→ Estratto pagina
----

Pubblicato in: Società e Costume

Qui ad Atene facciamo così


index“DISCORSO DI PERICLE AGLI ATENIESI 461 A.C.”

Qui il nostro governo favorisce i molti invece dei pochi: e per questo viene chiamato democrazia.
Qui ad Atene noi facciamo così.
Le leggi qui assicurano una giustizia eguale per tutti nelle loro dispute private, ma noi non ignoriamo mai i meriti dell’eccellenza.
Quando un cittadino si distingue, allora esso sarà, a preferenza di altri, chiamato a servire lo Stato, ma non come un atto di privilegio, come una ricompensa al merito, e la povertà non costituisce un impedimento.
Qui ad Atene noi facciamo così.
La libertà di cui godiamo si estende anche alla vita quotidiana; noi non siamo sospettosi l’uno dell’altro e non infastidiamo mai il nostro prossimo se al nostro prossimo piace vivere a modo suo.
Noi siamo liberi, liberi di vivere proprio come ci piace e tuttavia siamo sempre pronti a fronteggiare qualsiasi pericolo.

----

→ Dati forniti
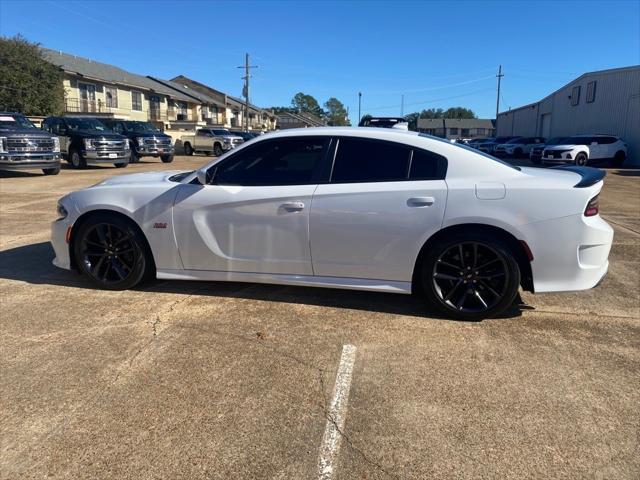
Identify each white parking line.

----

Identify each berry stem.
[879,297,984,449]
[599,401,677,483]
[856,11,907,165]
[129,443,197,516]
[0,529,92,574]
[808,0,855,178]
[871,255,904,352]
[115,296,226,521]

----

→ Da fare
1. Traduci in inglese, per favore, questa frase del discorso di Pericle agli Ateniesi: "Qui il nostro governo favorisce i molti invece dei pochi: e per questo viene chiamato democrazia."
2. Nel discorso di Pericle agli Ateniesi, che cosa non costituisce un impedimento per chi è chiamato a servire lo Stato?

→ Risultati esercizio
1. Here our government favors the many instead of the few: and for this reason it is called a democracy.

2. La povertà.